- EXERCISE REQUIREMENTS -
Below are records. Find each line in them that holds the word "yellow" and copy it.

------ GIVEN INFORMATION

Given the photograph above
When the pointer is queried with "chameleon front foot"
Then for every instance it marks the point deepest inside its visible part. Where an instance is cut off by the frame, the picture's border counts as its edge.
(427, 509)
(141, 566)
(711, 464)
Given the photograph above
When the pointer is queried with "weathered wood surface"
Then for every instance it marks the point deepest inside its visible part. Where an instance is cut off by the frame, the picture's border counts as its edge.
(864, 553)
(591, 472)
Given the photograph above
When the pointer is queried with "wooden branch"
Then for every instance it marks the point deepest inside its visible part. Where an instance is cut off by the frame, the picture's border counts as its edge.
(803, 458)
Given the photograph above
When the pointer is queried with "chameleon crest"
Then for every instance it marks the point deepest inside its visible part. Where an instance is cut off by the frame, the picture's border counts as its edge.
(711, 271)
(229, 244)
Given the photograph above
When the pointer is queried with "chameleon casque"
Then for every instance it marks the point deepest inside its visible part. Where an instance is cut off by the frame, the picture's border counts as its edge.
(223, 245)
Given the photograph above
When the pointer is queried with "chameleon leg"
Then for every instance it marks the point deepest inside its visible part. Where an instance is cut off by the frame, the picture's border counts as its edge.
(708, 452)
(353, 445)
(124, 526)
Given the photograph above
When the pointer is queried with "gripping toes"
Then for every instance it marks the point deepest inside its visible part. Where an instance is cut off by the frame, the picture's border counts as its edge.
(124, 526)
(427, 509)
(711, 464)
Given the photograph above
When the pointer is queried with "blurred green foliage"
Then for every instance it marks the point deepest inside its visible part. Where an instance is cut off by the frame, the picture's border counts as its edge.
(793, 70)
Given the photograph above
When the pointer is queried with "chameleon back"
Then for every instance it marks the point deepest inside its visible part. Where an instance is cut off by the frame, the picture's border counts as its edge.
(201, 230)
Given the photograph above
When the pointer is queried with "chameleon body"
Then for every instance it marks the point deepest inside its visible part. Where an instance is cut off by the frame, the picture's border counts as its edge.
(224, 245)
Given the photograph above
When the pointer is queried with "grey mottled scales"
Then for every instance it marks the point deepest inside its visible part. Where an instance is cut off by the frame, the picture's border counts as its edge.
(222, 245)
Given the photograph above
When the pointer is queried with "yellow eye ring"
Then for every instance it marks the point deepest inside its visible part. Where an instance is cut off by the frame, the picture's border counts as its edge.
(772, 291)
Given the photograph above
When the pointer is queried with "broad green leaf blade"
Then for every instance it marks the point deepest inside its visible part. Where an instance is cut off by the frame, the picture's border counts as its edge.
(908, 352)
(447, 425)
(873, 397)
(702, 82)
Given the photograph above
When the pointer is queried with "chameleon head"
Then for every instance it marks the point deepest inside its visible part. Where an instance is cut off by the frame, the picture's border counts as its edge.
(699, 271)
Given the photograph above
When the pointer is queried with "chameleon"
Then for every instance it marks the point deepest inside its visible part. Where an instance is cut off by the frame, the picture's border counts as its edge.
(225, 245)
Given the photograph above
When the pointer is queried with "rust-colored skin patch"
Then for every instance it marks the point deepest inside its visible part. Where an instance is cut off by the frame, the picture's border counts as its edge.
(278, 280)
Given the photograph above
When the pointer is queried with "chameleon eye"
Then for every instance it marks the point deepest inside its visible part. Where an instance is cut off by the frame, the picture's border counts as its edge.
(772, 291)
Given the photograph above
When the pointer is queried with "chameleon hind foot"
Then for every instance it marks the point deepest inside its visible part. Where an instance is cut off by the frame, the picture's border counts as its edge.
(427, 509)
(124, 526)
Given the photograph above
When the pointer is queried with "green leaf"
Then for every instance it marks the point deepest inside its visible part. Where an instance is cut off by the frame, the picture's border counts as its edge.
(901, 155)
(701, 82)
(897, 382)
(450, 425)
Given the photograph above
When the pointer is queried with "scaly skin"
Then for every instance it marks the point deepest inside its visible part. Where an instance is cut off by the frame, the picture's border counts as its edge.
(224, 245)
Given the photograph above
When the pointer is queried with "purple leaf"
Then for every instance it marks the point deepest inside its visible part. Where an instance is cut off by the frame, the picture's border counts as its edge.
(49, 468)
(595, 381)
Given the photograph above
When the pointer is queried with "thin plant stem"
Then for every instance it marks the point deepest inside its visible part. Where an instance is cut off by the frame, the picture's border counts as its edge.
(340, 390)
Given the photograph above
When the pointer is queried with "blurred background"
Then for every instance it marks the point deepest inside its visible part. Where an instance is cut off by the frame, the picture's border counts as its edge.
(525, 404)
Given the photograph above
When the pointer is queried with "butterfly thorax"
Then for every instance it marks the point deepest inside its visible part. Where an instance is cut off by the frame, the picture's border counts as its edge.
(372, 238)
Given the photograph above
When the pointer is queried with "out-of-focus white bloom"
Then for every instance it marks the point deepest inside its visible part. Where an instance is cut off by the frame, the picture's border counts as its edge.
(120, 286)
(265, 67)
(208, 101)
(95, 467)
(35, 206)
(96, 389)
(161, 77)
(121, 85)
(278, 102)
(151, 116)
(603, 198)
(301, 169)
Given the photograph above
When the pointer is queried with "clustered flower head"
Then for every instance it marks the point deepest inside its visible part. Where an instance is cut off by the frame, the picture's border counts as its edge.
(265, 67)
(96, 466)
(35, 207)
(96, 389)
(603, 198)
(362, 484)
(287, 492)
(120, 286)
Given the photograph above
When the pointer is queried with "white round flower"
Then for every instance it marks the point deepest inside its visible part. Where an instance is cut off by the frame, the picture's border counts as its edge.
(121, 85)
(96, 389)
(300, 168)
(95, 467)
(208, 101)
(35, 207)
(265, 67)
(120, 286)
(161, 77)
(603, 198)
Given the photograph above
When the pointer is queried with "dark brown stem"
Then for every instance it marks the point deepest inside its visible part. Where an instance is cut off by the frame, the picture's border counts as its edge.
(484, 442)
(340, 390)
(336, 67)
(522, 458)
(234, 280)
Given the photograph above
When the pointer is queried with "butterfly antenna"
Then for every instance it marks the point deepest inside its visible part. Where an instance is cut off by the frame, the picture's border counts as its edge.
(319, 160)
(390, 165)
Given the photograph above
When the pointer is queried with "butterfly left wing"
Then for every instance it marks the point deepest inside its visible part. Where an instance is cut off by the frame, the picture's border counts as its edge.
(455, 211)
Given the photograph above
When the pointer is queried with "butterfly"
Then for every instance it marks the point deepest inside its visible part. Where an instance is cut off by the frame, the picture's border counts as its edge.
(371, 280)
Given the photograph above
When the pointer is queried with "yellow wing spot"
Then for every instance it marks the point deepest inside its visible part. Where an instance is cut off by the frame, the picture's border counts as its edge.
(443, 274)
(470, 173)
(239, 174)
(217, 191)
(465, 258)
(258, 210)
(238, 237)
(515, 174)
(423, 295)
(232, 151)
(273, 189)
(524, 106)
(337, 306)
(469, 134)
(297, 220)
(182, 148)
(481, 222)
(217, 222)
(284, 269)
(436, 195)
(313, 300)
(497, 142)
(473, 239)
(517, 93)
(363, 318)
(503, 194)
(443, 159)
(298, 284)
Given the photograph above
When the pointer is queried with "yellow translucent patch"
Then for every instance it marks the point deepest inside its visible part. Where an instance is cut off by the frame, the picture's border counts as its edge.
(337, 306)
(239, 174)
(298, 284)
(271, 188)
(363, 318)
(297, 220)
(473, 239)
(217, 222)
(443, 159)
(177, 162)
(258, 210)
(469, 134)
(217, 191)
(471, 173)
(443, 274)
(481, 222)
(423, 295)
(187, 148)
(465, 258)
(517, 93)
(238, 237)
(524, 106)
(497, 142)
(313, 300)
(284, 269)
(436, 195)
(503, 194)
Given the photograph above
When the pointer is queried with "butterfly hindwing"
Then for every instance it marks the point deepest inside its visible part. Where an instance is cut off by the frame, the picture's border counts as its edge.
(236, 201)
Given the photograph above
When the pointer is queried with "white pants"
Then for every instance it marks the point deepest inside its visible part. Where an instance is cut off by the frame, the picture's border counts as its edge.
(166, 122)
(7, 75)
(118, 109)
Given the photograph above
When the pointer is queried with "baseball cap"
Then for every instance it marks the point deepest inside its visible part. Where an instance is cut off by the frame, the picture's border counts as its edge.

------------

- RESULT -
When the pointer is queried with "yellow eye ring"
When the pointer is queried with "yellow wing spot"
When the pointer is queried with "yellow translucent patch"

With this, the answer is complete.